# Exercise goal:
Reproduce the entries word for word but drop every picture.

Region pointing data
┄┄┄┄┄┄┄┄┄┄┄┄┄┄┄┄┄┄┄┄

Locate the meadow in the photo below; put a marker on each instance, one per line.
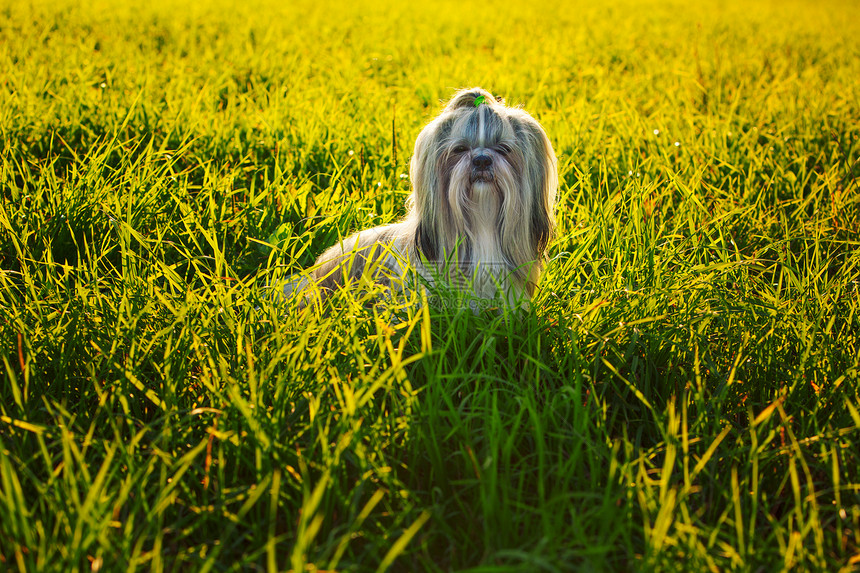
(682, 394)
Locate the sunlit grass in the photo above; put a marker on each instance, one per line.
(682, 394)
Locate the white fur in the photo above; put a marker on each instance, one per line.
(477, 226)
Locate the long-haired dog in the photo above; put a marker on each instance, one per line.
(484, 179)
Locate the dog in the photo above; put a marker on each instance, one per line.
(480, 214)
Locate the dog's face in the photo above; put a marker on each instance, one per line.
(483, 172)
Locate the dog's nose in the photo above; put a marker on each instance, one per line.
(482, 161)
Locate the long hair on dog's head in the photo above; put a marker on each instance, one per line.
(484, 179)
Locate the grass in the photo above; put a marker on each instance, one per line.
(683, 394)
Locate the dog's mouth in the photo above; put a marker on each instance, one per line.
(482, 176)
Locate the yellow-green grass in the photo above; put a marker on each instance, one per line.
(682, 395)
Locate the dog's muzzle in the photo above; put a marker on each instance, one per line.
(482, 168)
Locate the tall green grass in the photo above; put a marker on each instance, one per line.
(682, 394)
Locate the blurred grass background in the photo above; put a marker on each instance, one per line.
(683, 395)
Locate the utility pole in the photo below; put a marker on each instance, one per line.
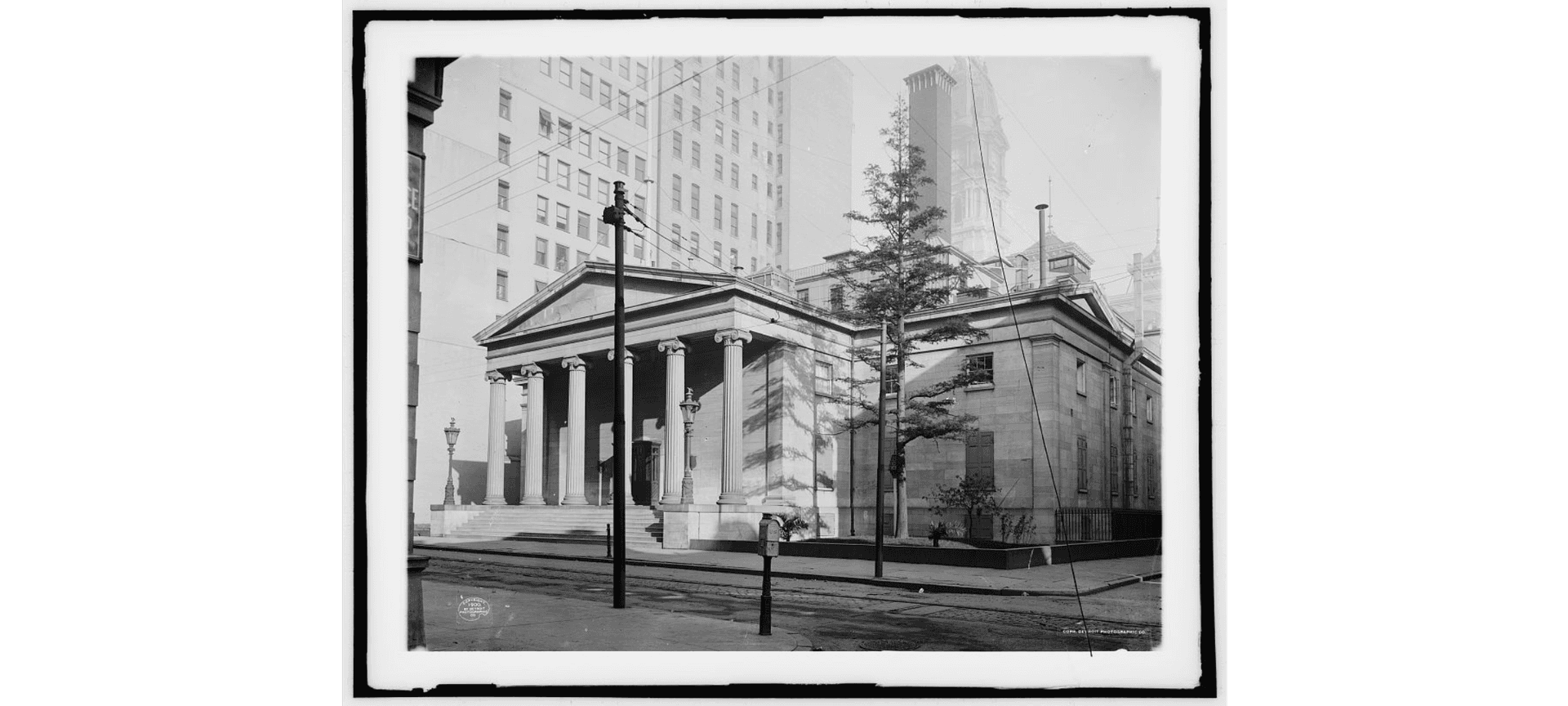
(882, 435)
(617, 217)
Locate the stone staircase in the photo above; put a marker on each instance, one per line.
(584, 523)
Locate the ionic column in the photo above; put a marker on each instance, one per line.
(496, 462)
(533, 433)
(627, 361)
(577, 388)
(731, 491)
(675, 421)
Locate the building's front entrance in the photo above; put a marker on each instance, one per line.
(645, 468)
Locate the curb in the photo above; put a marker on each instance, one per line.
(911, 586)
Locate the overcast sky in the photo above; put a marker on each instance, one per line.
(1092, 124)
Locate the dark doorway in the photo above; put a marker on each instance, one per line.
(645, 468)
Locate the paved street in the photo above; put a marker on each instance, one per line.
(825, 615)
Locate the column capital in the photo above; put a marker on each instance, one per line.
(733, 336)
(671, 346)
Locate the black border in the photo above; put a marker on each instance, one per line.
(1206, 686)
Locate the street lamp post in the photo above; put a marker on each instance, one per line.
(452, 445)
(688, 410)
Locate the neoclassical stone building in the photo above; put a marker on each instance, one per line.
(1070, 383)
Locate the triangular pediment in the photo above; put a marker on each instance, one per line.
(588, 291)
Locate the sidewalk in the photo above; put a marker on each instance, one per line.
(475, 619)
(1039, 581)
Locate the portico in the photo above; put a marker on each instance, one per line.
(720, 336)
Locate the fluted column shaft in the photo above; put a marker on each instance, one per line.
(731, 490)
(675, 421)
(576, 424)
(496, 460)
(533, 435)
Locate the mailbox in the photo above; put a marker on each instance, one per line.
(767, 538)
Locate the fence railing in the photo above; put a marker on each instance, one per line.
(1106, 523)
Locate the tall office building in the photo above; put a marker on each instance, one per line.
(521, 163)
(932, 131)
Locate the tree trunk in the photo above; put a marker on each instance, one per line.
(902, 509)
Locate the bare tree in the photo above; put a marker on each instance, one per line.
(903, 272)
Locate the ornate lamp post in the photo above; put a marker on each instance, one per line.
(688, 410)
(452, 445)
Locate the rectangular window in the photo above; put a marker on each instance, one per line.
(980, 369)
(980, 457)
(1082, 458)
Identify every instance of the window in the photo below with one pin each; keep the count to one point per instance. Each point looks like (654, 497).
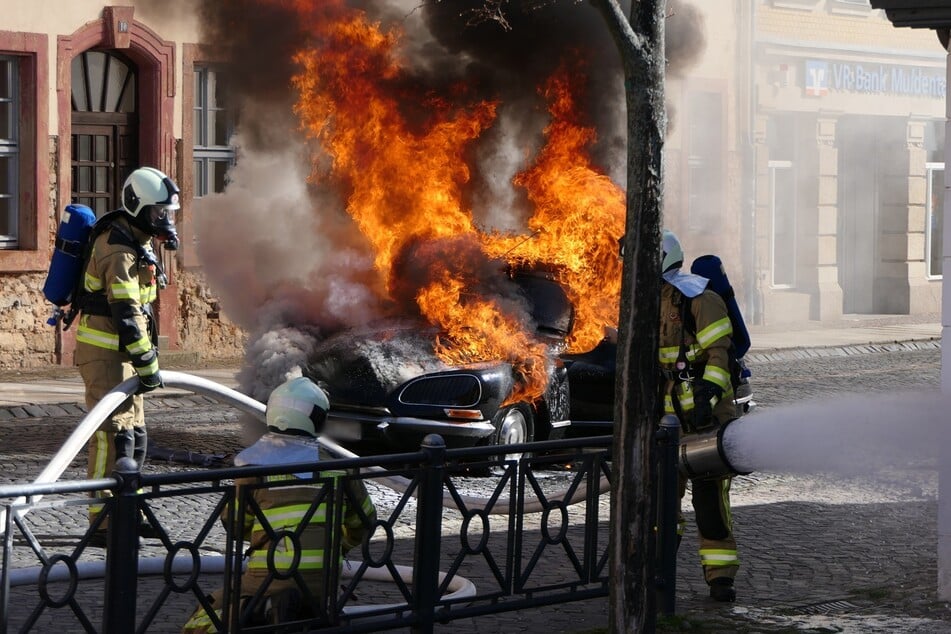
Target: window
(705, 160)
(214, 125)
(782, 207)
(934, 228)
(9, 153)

┄┄┄┄┄┄┄┄┄┄┄┄┄┄┄┄┄┄┄┄

# Answer to the exercise:
Locate the meadow in the photo below; put a marker on each instance, one per line.
(682, 394)
Locate the sunlit grass in the photo above; put a marker on each instance, one per line.
(682, 394)
Locate the white fur in the photo above; put a marker on each instance, one per line.
(477, 226)
Locate the long-haired dog in the photo above; put a marker on each instance, one per line.
(484, 179)
Locate the dog in the photo above; put a marker on each instance, one per line.
(480, 214)
Locate the dog's face in the photo above; put a marker on each instance, one per line.
(483, 172)
Locate the dog's nose in the photo above; put a marker on each instance, one per line.
(482, 161)
Locate the long hair on dog's head in the photo above; put a marker on each instance, one per line.
(484, 179)
Locate the grass in the photo above; put a marker on each instance, one per line.
(683, 394)
Locate the dog's mouth in the photo above; put a marker on each instance, one per line.
(482, 176)
Locate the yellow-green grass in the photo above; put a marker on each instance, one per line.
(682, 395)
Locate the dog's muzzle in the photo above; put a marker on each instance, one per line.
(482, 168)
Locate the tall green grass in the photo above; put a marker on each instance, one per line.
(682, 394)
Locate the blurred grass background in the photo above; put a marker on each instance, one per line.
(683, 395)
Locate the utility pole in the photo below; put a marker on each instance, one per line.
(882, 435)
(617, 217)
Locate the stone staircase in the photo above; put a marker on each instance, one per line.
(584, 523)
Locate the ionic column in the photo above; put a marker on each instance, one per line.
(496, 462)
(533, 433)
(627, 361)
(577, 388)
(731, 491)
(675, 421)
Locate the building's front entrance in the photo above; put a marker on each instance, one per line.
(645, 468)
Locate the curb in the photo above; put a marker on each instance, one per line.
(911, 586)
Locate the overcast sky in the photo above; put a marker on each instance, one per line.
(1092, 124)
Locate the dark doorway in the photo above; put a marker on each instance, one per line.
(645, 468)
Locate the paved street in the photo above; put a marker on each instance, one per line.
(825, 615)
Locate the column capital in the photo above; put a marker on each instance, one per line.
(733, 336)
(671, 346)
Locate the black border in the photo above; put a marker on each instance, one per line.
(1206, 686)
Locate the street lamp post in the photo above; put a marker on each instance, one per line.
(452, 445)
(688, 410)
Locate the neoclassical stone building in the photo above; put a marker on each instance, one per line.
(1070, 383)
Locate the triangular pediment in the photo above; put a marker on each instance, one per line.
(588, 291)
Locate the sidewalk in the photo above; put a marker on each instance, one per line.
(475, 619)
(1039, 581)
Locate the portico in the photo above; put a marker on each instance, one per line.
(720, 336)
Locate the fluted column shaft in the photo above; put a marker on each instance, one per line.
(731, 490)
(675, 421)
(576, 424)
(496, 460)
(533, 435)
Locate the mailbox in the photo above; put a marker on each instance, one per line.
(767, 538)
Locate the fence railing in the photo above; put a marker on each instance, one per line.
(1106, 523)
Locate the tall office building in the photo above; put a marker on each instance, one per line.
(521, 163)
(932, 131)
Locate the tree trunk in the photo above; put a marker on each instance, one per line.
(902, 509)
Locate the bare tree in the photo above; put a marker on each instance, one per line.
(903, 272)
Locate the ornate lamp post in the photo above; put a marker on each instance, one per line.
(688, 410)
(452, 445)
Locate the rectangular window in the photo above; put a marker on each instance, one per line.
(980, 369)
(980, 457)
(1082, 458)
Identify every instance of the window in the photo below with one pin each; keep the count to one point per instance. Each point looks like (654, 497).
Target: window
(705, 160)
(214, 125)
(782, 207)
(934, 228)
(9, 153)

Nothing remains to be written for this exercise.